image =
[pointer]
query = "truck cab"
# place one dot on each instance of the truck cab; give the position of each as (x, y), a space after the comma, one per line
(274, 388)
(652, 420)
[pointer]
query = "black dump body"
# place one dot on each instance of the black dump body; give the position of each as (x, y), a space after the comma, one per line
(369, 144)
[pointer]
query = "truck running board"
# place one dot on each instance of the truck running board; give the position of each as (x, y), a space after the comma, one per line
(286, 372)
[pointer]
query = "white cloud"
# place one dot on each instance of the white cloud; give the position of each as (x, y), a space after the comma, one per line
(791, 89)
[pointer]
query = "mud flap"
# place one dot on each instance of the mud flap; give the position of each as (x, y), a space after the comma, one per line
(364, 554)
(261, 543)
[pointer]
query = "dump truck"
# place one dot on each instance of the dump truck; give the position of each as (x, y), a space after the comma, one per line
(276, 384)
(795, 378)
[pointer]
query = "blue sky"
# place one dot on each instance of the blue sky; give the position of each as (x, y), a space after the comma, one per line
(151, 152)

____________________

▸ **Exercise prompt**:
Reproduce all of the data above line for line, changing nothing.

▸ **Full output**:
image =
[pointer]
query = "truck cab"
# place one dot on each instance of the truck cab; give the position of each as (x, y), a space after the comma, one per line
(274, 388)
(652, 420)
[pointer]
query = "black dump body"
# place one dot on each instance of the black dump body; give the position of each as (x, y), a space after the comma, one per line
(369, 144)
[pointer]
query = "truck running board"
# place one dot on each instance of the truck running board; give the position of each as (x, y), a space after the comma, one per line
(286, 372)
[pointer]
query = "white cloud"
# place one dot on each instance of the white cloud; give the position of each as (x, y), a space after the comma, one per line
(791, 89)
[pointer]
query = "mud flap"
# place one dot on each instance of the mud flap; give the position of each as (x, y), a space after the comma, one per line
(364, 554)
(261, 543)
[pointer]
query = "dump truck"
# place one dot on each instance of the dump truck; give the position of each as (x, y), a space after the comma, one per line
(276, 384)
(795, 378)
[pointer]
query = "blue sky"
# place one dot on each instance of the blue sky; give the position of each as (x, y), a space after the comma, one per line
(151, 152)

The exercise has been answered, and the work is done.